• [What is asked]:
Return the data below verbatim, leaving out the pictures.

===

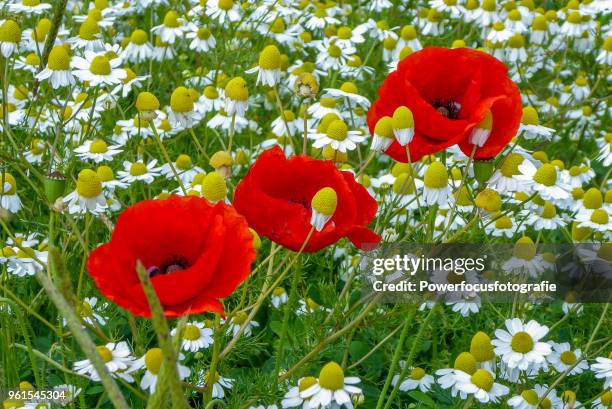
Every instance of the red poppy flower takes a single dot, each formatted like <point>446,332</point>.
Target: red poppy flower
<point>196,253</point>
<point>449,92</point>
<point>275,198</point>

===

• [Answer to this problem]:
Every instance of the red poppy flower takes a single dot, each formatted like <point>446,332</point>.
Target: red poppy flower
<point>196,253</point>
<point>449,92</point>
<point>275,198</point>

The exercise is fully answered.